• **EXERCISE REQUIREMENTS**
• a. In the news excerpt on the Iran nuclear deal, what majority would Republicans need in both the House and Senate to override the promised veto?
• b. Reproduce the part of the news excerpt that opens with the words containing "As matters stand, even" and closes with "House in 2016.".
• c. Carry the news excerpt on the Iran deal and Rezaian's detention forward from its final sentence.

• **PAGE EXCERPT**
A woman holds a poster as she takes part in a rally on Times Square in New York opposing the nuclear deal with Iran (AP)
A woman holds a poster as she takes part in a rally on Times Square in New York opposing the nuclear deal with Iran (AP)

As matters stand, even a Congressional rejection won’t derail the agreement, unless Republicans can round up in both House and Senate the two-thirds majority required to override the veto that Obama has promised. Even so, a “no” from Congress would send a terrible signal about America’s longer-term commitment to the deal – especially if Republicans were to win the White House in 2016.

What is beyond doubt is the appalling treatment of Rezaian. He has been detained longer than any journalist since the 1979 revolution. He was held in solitary confinement for months, denied a mattress, medicine and a toilet, as well as his basic legal rights. The “trial” – of which there have been three sessions thus far – has been held in secret. Rezaian’s lawyer cannot talk to relatives about what is happening. The case, said Marty Baron, editor of the Post, has been “a disgraceful violation of human rights and a violation of common decency”.

Data entries
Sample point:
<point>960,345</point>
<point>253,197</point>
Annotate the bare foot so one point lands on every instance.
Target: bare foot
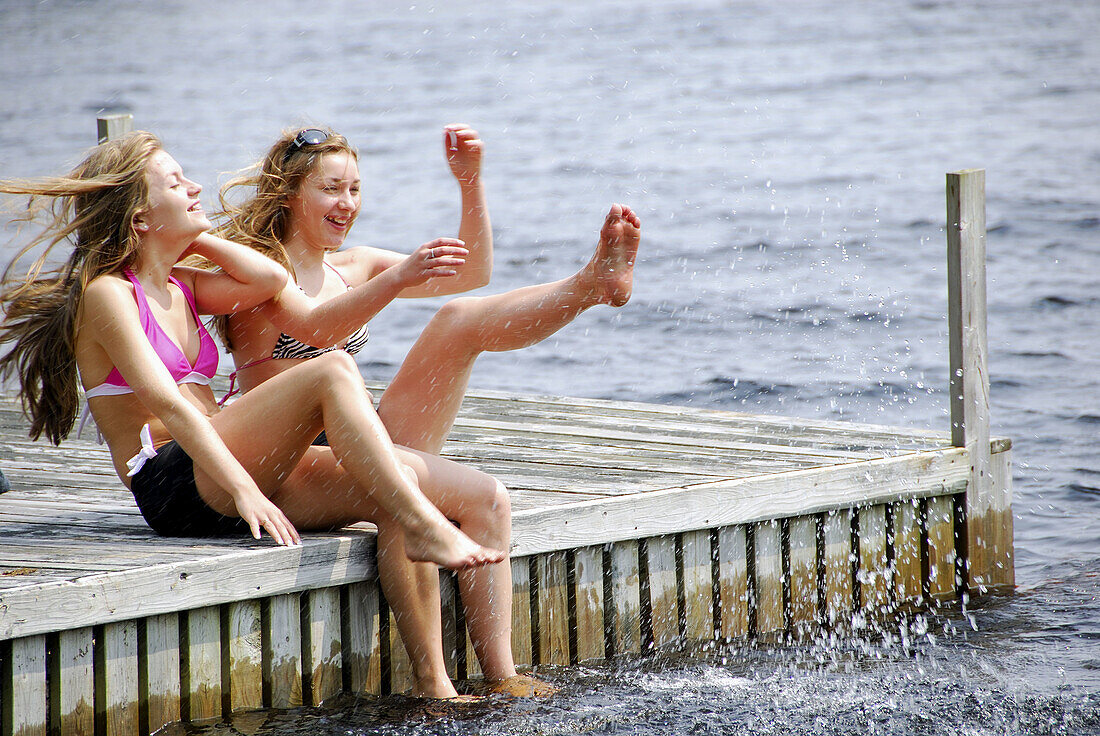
<point>435,689</point>
<point>448,547</point>
<point>520,685</point>
<point>615,254</point>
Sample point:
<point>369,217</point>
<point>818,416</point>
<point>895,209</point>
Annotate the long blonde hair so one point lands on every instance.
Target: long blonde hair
<point>262,219</point>
<point>92,208</point>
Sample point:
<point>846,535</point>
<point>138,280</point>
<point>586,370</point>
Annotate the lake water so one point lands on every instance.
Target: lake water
<point>788,162</point>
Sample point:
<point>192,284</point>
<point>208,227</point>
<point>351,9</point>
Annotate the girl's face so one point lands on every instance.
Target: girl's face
<point>327,202</point>
<point>174,207</point>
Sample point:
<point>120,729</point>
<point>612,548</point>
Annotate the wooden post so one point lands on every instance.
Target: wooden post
<point>161,645</point>
<point>244,619</point>
<point>113,127</point>
<point>988,508</point>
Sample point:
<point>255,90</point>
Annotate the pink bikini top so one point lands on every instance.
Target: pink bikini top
<point>206,363</point>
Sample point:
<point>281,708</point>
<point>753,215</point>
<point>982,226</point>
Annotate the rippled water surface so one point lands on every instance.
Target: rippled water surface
<point>788,161</point>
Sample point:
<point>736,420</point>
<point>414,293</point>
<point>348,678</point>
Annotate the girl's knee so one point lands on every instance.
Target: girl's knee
<point>457,316</point>
<point>338,368</point>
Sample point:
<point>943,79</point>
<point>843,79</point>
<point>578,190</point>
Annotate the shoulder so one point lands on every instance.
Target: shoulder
<point>107,304</point>
<point>109,288</point>
<point>362,263</point>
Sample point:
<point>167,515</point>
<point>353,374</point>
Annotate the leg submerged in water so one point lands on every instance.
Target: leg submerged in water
<point>421,403</point>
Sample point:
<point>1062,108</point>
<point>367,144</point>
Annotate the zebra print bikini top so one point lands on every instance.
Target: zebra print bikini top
<point>287,347</point>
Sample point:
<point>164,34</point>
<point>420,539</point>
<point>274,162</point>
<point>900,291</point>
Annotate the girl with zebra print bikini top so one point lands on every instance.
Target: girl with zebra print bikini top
<point>288,348</point>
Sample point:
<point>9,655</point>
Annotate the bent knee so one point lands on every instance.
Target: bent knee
<point>337,365</point>
<point>502,501</point>
<point>458,316</point>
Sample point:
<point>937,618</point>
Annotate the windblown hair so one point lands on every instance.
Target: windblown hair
<point>92,208</point>
<point>262,219</point>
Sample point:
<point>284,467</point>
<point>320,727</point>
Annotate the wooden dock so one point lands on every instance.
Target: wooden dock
<point>636,527</point>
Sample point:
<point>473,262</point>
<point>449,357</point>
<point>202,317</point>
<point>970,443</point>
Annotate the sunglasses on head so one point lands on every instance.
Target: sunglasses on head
<point>308,136</point>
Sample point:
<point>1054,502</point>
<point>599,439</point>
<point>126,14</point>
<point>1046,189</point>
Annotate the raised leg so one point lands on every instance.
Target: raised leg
<point>421,403</point>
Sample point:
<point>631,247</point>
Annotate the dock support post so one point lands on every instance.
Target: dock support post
<point>109,128</point>
<point>988,504</point>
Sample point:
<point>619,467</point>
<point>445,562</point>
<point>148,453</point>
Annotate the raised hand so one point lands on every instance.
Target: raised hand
<point>463,152</point>
<point>440,257</point>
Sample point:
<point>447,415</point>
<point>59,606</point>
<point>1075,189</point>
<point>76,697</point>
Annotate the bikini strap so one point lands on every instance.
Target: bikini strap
<point>339,275</point>
<point>233,391</point>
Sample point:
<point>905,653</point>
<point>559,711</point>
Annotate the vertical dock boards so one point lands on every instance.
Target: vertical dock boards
<point>776,580</point>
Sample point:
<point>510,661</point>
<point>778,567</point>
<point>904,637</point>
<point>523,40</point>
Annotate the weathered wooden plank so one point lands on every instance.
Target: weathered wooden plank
<point>363,647</point>
<point>1001,571</point>
<point>733,583</point>
<point>631,434</point>
<point>875,582</point>
<point>589,579</point>
<point>201,669</point>
<point>73,692</point>
<point>23,709</point>
<point>283,657</point>
<point>400,666</point>
<point>769,580</point>
<point>838,560</point>
<point>803,583</point>
<point>521,651</point>
<point>113,127</point>
<point>322,646</point>
<point>660,553</point>
<point>626,599</point>
<point>553,608</point>
<point>473,665</point>
<point>244,622</point>
<point>161,648</point>
<point>941,530</point>
<point>453,638</point>
<point>908,575</point>
<point>699,586</point>
<point>239,574</point>
<point>714,505</point>
<point>118,668</point>
<point>969,375</point>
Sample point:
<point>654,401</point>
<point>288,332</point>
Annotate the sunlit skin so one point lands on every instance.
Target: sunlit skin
<point>420,404</point>
<point>265,478</point>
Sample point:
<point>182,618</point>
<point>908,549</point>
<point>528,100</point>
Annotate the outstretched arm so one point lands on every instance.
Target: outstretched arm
<point>331,321</point>
<point>463,150</point>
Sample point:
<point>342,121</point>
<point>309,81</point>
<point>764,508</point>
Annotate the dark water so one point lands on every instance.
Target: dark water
<point>788,161</point>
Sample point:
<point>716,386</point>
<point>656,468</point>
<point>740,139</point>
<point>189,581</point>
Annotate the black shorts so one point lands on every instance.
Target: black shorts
<point>167,497</point>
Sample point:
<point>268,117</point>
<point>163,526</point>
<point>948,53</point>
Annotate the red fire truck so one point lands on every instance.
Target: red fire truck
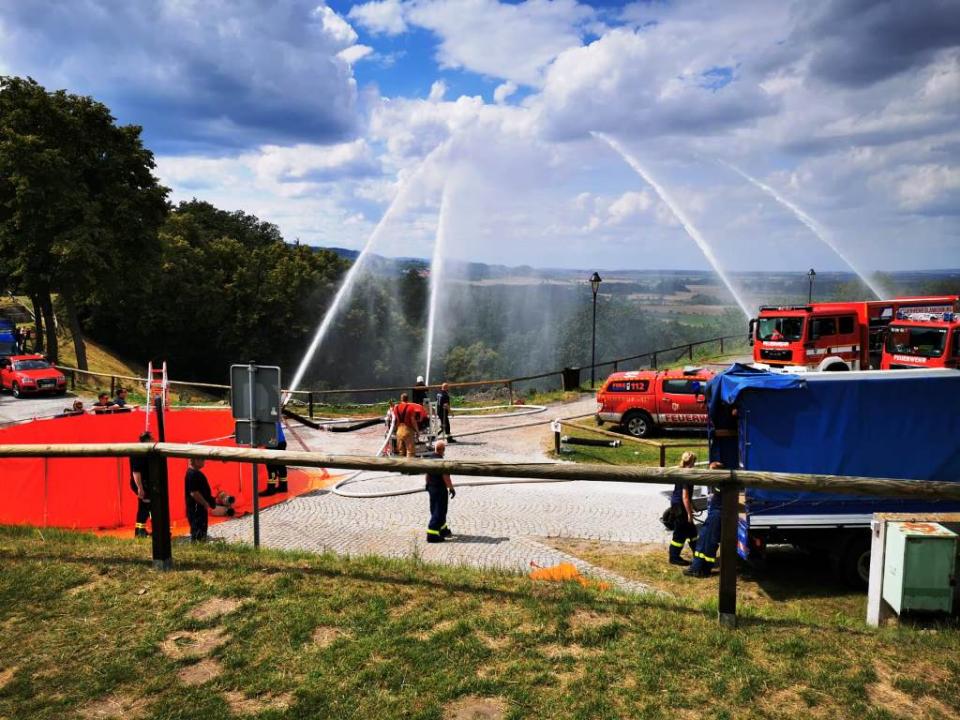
<point>922,340</point>
<point>836,335</point>
<point>642,401</point>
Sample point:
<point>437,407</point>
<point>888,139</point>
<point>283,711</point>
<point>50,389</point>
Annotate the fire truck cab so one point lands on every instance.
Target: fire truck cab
<point>922,340</point>
<point>832,336</point>
<point>642,401</point>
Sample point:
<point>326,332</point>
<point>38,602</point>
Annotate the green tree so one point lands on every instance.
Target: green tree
<point>79,204</point>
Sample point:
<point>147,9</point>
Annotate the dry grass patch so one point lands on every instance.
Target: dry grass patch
<point>440,627</point>
<point>116,705</point>
<point>214,608</point>
<point>325,635</point>
<point>184,644</point>
<point>884,695</point>
<point>476,708</point>
<point>6,676</point>
<point>240,704</point>
<point>199,673</point>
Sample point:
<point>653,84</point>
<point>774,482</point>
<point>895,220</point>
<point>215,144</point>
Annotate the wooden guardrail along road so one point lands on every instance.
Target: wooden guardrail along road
<point>886,487</point>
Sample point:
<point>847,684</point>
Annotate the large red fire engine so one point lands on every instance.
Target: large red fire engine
<point>922,340</point>
<point>836,335</point>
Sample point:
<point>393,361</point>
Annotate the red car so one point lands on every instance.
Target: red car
<point>643,401</point>
<point>30,374</point>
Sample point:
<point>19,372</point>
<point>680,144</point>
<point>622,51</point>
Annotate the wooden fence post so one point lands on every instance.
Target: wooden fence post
<point>727,601</point>
<point>160,512</point>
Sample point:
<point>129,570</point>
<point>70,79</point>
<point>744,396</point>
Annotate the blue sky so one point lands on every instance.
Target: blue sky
<point>321,117</point>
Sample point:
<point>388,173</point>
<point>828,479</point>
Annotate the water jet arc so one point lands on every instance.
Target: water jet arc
<point>687,224</point>
<point>812,224</point>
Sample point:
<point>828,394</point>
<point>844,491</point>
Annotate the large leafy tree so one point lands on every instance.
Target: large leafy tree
<point>226,289</point>
<point>79,204</point>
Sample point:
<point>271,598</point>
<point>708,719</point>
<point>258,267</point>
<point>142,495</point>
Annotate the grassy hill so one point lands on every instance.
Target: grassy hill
<point>90,630</point>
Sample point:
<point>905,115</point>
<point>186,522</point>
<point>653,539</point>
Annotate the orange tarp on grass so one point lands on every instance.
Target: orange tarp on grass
<point>94,493</point>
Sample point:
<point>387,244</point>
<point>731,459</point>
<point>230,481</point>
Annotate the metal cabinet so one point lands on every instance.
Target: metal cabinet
<point>919,566</point>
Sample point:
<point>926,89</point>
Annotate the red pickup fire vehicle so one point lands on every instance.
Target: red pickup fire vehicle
<point>833,336</point>
<point>642,401</point>
<point>30,374</point>
<point>922,340</point>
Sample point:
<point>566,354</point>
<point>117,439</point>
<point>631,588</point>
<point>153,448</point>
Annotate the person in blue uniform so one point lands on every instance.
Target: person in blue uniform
<point>140,484</point>
<point>199,499</point>
<point>705,556</point>
<point>681,506</point>
<point>277,474</point>
<point>440,489</point>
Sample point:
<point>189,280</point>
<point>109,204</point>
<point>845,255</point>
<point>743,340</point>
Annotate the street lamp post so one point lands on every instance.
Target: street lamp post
<point>595,281</point>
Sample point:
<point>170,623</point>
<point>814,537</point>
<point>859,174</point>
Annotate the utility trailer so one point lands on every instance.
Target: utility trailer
<point>887,424</point>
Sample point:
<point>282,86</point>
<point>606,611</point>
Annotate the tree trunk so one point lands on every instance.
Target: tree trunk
<point>37,325</point>
<point>79,346</point>
<point>46,308</point>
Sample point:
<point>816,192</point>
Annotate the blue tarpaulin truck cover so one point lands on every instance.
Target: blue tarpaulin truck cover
<point>895,424</point>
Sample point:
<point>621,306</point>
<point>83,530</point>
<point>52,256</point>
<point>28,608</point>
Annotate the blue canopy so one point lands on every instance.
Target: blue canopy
<point>728,385</point>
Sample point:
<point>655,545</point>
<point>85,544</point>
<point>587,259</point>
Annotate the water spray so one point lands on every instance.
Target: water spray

• **OUTPUTS BY TASK**
• a. A two-thirds majority.

• b.
As matters stand, even a Congressional rejection won’t derail the agreement, unless Republicans can round up in both House and Senate the two-thirds majority required to override the veto that Obama has promised. Even so, a “no” from Congress would send a terrible signal about America’s longer-term commitment to the deal – especially if Republicans were to win the White House in 2016.

• c.
Word now is that the next court session, the fourth, could be the last. But whether that is good or bad news for Rezaian is anyone’s guess. He could be given a long jail term; he could be convicted but sentenced merely to time served and released. Least likely is unconditional acquittal, tantamount to an admission the whole thing has been a mockery of justice.

Ronald Reagan’s watchword in his dealings with the Soviet Union was “trust but verify”. The hard-headed lesson of the nuclear pact with Iran and the plight of Jason Rezaian can only be “verify but don’t trust”.